Kutipan Sumber:
▬▬▬▬▬▬▬▬▬▬

Halaman

Minggu, 26 November 2017

Merasa Benar Melaju di Bahu Jalan



Merasa Benar Melaju di Bahu Jalan

Jalan tol bebas hambatan, tapi membayar di depan dengan e-toll, sudah jelas peruntukannya. Khususnya lajur 1 atau lajur paling kiri untuk truk, bis. Jalur paling kanan, khusus kecepatan tinggi atau hanya untuk mendahului, menyalip. Dilarang menyalip dari kiri. Pemerintah berbaik hati menyediakan bahu jalan, untuk keadaan darurat.

Namanya pengguna jalan yang notabene pemilik mobil pribadi, komersial maupun plat merah. Dipastikan karena kondisi keakuan yang harus cepat berpikir, atau tak perlu pakai pikir lama untuk memilih jalur. Utamakan kelancaran diri sendiri. Apa arti rambu. Yang penting selamat.

Di kehidupan nyata yang serba bebas. Antar kendaraan politik seolah bak menghadapi lawan yang harus segera dibinasakan. Bahkan kendaraan politik dengan karoseri satu pabrik, namun beda kemasan, lain merk, di palagan harus full serba anéka mégatéga.

Ujaran kebencian, bahkan dengan tindak penistaan agama, belum menjamin mampu melaju di jalur lambat sekalipun. Berkat ramuan ajaib revolusi mental, banyak anak bangsa, putera-puteri asli daerah, manusia politik mampu bermanuver dengan semua jurus modus.

▬▬▬▬▬▬▬▬▬▬

Informasi yang Diberikan:

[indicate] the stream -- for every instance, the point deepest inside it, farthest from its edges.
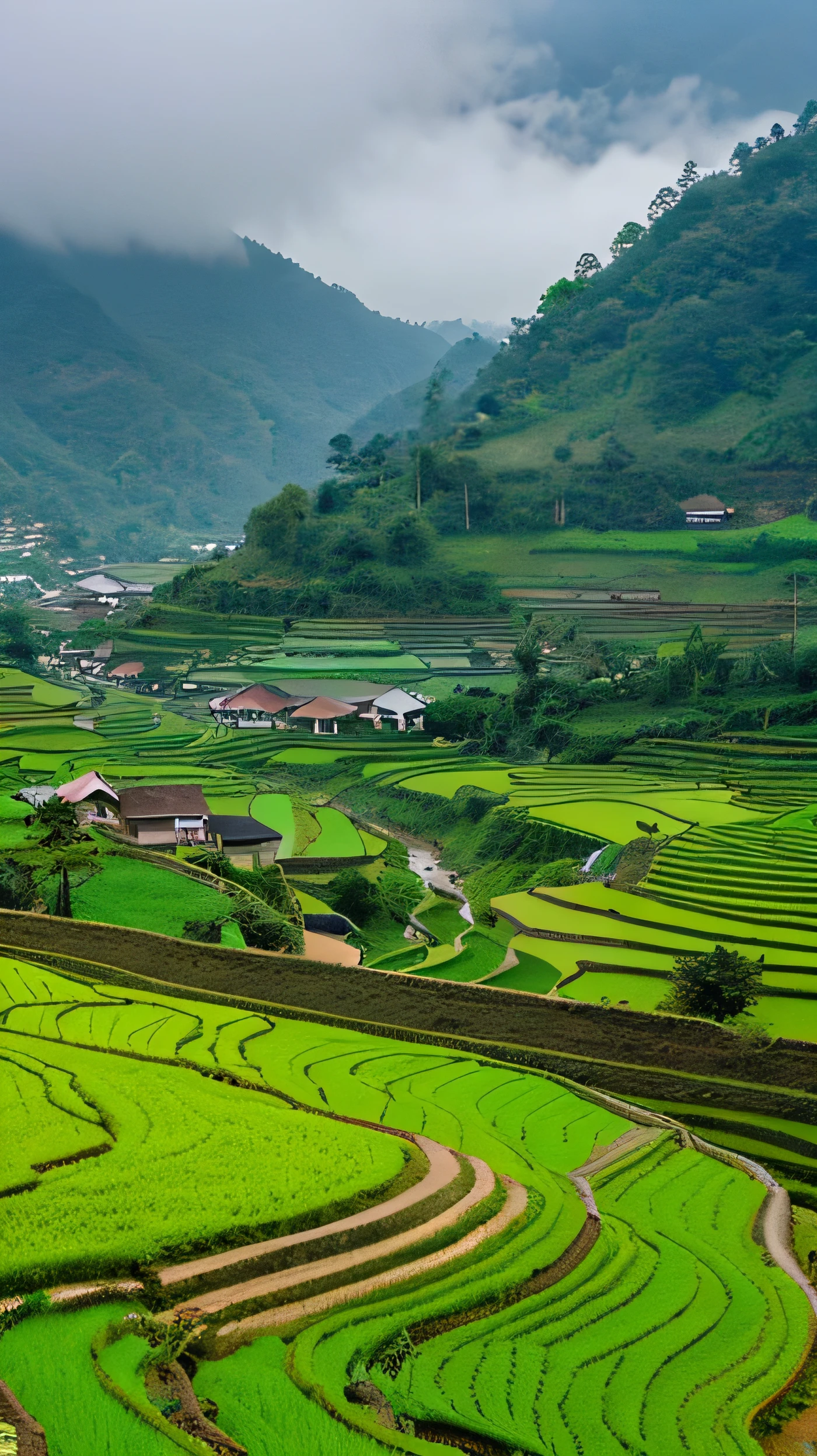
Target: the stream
(425, 864)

▬▬▬▬▬▬▬▬▬▬

Tujuan Latihan:
Menurut kutipan sumber di atas, untuk keadaan apa pemerintah menyediakan bahu jalan di jalan tol?

Penyelesaian Soal:
Untuk keadaan darurat.